• [TASK PROMPT] Render every line of the records below as a Markdown table with the columns "Index" and "Entry," numbering each row and omitting blank lines. Exclude the pictures from the table.

╭─ EXERCISE DATA

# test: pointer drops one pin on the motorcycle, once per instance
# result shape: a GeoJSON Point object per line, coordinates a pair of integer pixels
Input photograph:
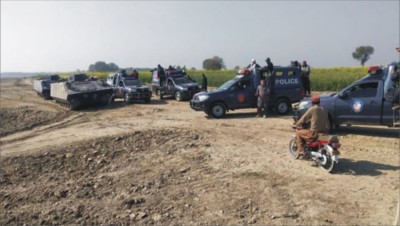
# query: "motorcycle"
{"type": "Point", "coordinates": [324, 151]}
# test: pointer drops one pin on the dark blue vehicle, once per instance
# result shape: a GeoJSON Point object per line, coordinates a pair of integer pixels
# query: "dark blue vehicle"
{"type": "Point", "coordinates": [238, 93]}
{"type": "Point", "coordinates": [176, 85]}
{"type": "Point", "coordinates": [360, 103]}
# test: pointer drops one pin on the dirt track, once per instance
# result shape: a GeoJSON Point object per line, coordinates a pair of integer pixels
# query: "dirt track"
{"type": "Point", "coordinates": [163, 163]}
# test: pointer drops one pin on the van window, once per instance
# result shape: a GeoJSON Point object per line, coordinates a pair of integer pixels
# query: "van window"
{"type": "Point", "coordinates": [243, 84]}
{"type": "Point", "coordinates": [279, 73]}
{"type": "Point", "coordinates": [369, 89]}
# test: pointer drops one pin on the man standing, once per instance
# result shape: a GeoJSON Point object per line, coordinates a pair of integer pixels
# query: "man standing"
{"type": "Point", "coordinates": [305, 77]}
{"type": "Point", "coordinates": [395, 77]}
{"type": "Point", "coordinates": [262, 100]}
{"type": "Point", "coordinates": [253, 64]}
{"type": "Point", "coordinates": [318, 119]}
{"type": "Point", "coordinates": [204, 83]}
{"type": "Point", "coordinates": [270, 66]}
{"type": "Point", "coordinates": [161, 75]}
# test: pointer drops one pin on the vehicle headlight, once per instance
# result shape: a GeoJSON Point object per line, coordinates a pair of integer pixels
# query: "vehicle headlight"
{"type": "Point", "coordinates": [305, 104]}
{"type": "Point", "coordinates": [203, 97]}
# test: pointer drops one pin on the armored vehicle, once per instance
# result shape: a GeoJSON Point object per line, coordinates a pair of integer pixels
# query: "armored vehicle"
{"type": "Point", "coordinates": [176, 84]}
{"type": "Point", "coordinates": [80, 91]}
{"type": "Point", "coordinates": [129, 88]}
{"type": "Point", "coordinates": [364, 102]}
{"type": "Point", "coordinates": [284, 86]}
{"type": "Point", "coordinates": [42, 87]}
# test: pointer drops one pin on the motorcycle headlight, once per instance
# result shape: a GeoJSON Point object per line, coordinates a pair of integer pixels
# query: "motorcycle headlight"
{"type": "Point", "coordinates": [203, 97]}
{"type": "Point", "coordinates": [305, 104]}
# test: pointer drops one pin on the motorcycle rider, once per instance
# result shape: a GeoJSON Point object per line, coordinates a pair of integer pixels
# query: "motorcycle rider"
{"type": "Point", "coordinates": [318, 119]}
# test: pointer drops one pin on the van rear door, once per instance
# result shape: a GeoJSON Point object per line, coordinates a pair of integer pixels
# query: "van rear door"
{"type": "Point", "coordinates": [360, 103]}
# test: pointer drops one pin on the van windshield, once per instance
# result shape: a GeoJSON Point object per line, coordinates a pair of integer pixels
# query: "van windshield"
{"type": "Point", "coordinates": [132, 82]}
{"type": "Point", "coordinates": [181, 80]}
{"type": "Point", "coordinates": [227, 84]}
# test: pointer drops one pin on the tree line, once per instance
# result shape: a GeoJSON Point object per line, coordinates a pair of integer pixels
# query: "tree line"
{"type": "Point", "coordinates": [361, 53]}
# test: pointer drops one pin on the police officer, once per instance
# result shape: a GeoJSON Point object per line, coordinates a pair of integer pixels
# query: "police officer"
{"type": "Point", "coordinates": [305, 77]}
{"type": "Point", "coordinates": [262, 99]}
{"type": "Point", "coordinates": [270, 66]}
{"type": "Point", "coordinates": [161, 75]}
{"type": "Point", "coordinates": [253, 64]}
{"type": "Point", "coordinates": [204, 83]}
{"type": "Point", "coordinates": [318, 119]}
{"type": "Point", "coordinates": [395, 77]}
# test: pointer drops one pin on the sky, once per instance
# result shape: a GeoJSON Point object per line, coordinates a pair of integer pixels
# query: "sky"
{"type": "Point", "coordinates": [64, 36]}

╰─

• [CORRECT RESPONSE]
| Index | Entry |
|---|---|
| 1 | # test: pointer drops one pin on the motorcycle, once per instance |
| 2 | # result shape: a GeoJSON Point object per line, coordinates a pair of integer pixels |
| 3 | Input photograph: |
| 4 | # query: "motorcycle" |
| 5 | {"type": "Point", "coordinates": [324, 151]} |
| 6 | # test: pointer drops one pin on the dark blue vehicle, once per instance |
| 7 | # result shape: a GeoJSON Point object per line, coordinates a pair of integer pixels |
| 8 | # query: "dark blue vehicle" |
| 9 | {"type": "Point", "coordinates": [238, 93]} |
| 10 | {"type": "Point", "coordinates": [176, 85]} |
| 11 | {"type": "Point", "coordinates": [360, 103]} |
| 12 | # test: pointer drops one pin on the dirt track, once per instance |
| 13 | # result shape: a GeoJSON Point object per line, coordinates a pair of integer pixels |
| 14 | # query: "dirt track" |
| 15 | {"type": "Point", "coordinates": [163, 163]} |
| 16 | # test: pointer drops one pin on the van window, once per instance |
| 17 | # result shape: a GeoJSON Point object per line, coordinates a pair of integer pixels |
| 18 | # query: "van window" |
| 19 | {"type": "Point", "coordinates": [243, 84]} |
| 20 | {"type": "Point", "coordinates": [279, 73]} |
| 21 | {"type": "Point", "coordinates": [369, 89]} |
| 22 | # test: pointer drops one pin on the man standing, once per instance |
| 23 | # result shape: a GeoJSON Point object per line, coordinates a pair of integer pixels |
| 24 | # query: "man standing" |
| 25 | {"type": "Point", "coordinates": [305, 77]} |
| 26 | {"type": "Point", "coordinates": [395, 77]} |
| 27 | {"type": "Point", "coordinates": [262, 100]} |
| 28 | {"type": "Point", "coordinates": [253, 64]} |
| 29 | {"type": "Point", "coordinates": [318, 119]} |
| 30 | {"type": "Point", "coordinates": [204, 83]} |
| 31 | {"type": "Point", "coordinates": [270, 66]} |
| 32 | {"type": "Point", "coordinates": [161, 75]} |
| 33 | # test: pointer drops one pin on the vehicle headlight, once per instance |
| 34 | # result shape: a GeoJSON Point object per line, coordinates a pair of integer pixels |
| 35 | # query: "vehicle headlight" |
| 36 | {"type": "Point", "coordinates": [305, 104]} |
| 37 | {"type": "Point", "coordinates": [203, 97]} |
| 38 | # test: pointer drops one pin on the armored vehicle, once per instance |
| 39 | # result shape: a GeoJSON Point object per line, coordinates a pair of integer pixels |
| 40 | # query: "armored vehicle" |
| 41 | {"type": "Point", "coordinates": [176, 84]} |
| 42 | {"type": "Point", "coordinates": [80, 91]} |
| 43 | {"type": "Point", "coordinates": [129, 88]} |
| 44 | {"type": "Point", "coordinates": [364, 102]} |
| 45 | {"type": "Point", "coordinates": [284, 86]} |
| 46 | {"type": "Point", "coordinates": [42, 87]} |
| 47 | # test: pointer drops one pin on the motorcycle headlight, once per instance |
| 48 | # result shape: a GeoJSON Point object per line, coordinates a pair of integer pixels |
| 49 | # query: "motorcycle headlight" |
| 50 | {"type": "Point", "coordinates": [203, 97]} |
| 51 | {"type": "Point", "coordinates": [305, 104]} |
| 52 | # test: pointer drops one pin on the motorcycle rider, once per instance |
| 53 | # result shape: a GeoJSON Point object per line, coordinates a pair of integer pixels |
| 54 | # query: "motorcycle rider" |
| 55 | {"type": "Point", "coordinates": [318, 119]} |
| 56 | # test: pointer drops one pin on the van rear door, once per instance |
| 57 | # result shape: a GeoJSON Point object per line, coordinates a pair of integer pixels |
| 58 | # query: "van rear door" |
| 59 | {"type": "Point", "coordinates": [360, 103]} |
| 60 | # test: pointer drops one pin on the van windshield, once per instance |
| 61 | # result shape: a GeoJSON Point object per line, coordinates a pair of integer pixels |
| 62 | # query: "van windshield" |
| 63 | {"type": "Point", "coordinates": [132, 82]} |
| 64 | {"type": "Point", "coordinates": [181, 80]} |
| 65 | {"type": "Point", "coordinates": [227, 84]} |
| 66 | # test: pointer drops one pin on the tree line, once per instance |
| 67 | # result shape: a GeoJSON Point object per line, coordinates a pair of integer pixels |
| 68 | # query: "tree line" |
| 69 | {"type": "Point", "coordinates": [361, 53]} |
| 70 | # test: pointer drops one pin on the police officer, once per instance |
| 71 | # result shape: a GeoJSON Point object per line, coordinates a pair of integer pixels |
| 72 | # query: "police officer" |
| 73 | {"type": "Point", "coordinates": [305, 77]} |
| 74 | {"type": "Point", "coordinates": [262, 99]} |
| 75 | {"type": "Point", "coordinates": [270, 66]} |
| 76 | {"type": "Point", "coordinates": [161, 75]} |
| 77 | {"type": "Point", "coordinates": [253, 64]} |
| 78 | {"type": "Point", "coordinates": [204, 83]} |
| 79 | {"type": "Point", "coordinates": [318, 119]} |
| 80 | {"type": "Point", "coordinates": [395, 77]} |
| 81 | # test: pointer drops one pin on the sky, once per instance |
| 82 | # result shape: a GeoJSON Point object per line, coordinates a pair of integer pixels |
| 83 | # query: "sky" |
| 84 | {"type": "Point", "coordinates": [64, 36]} |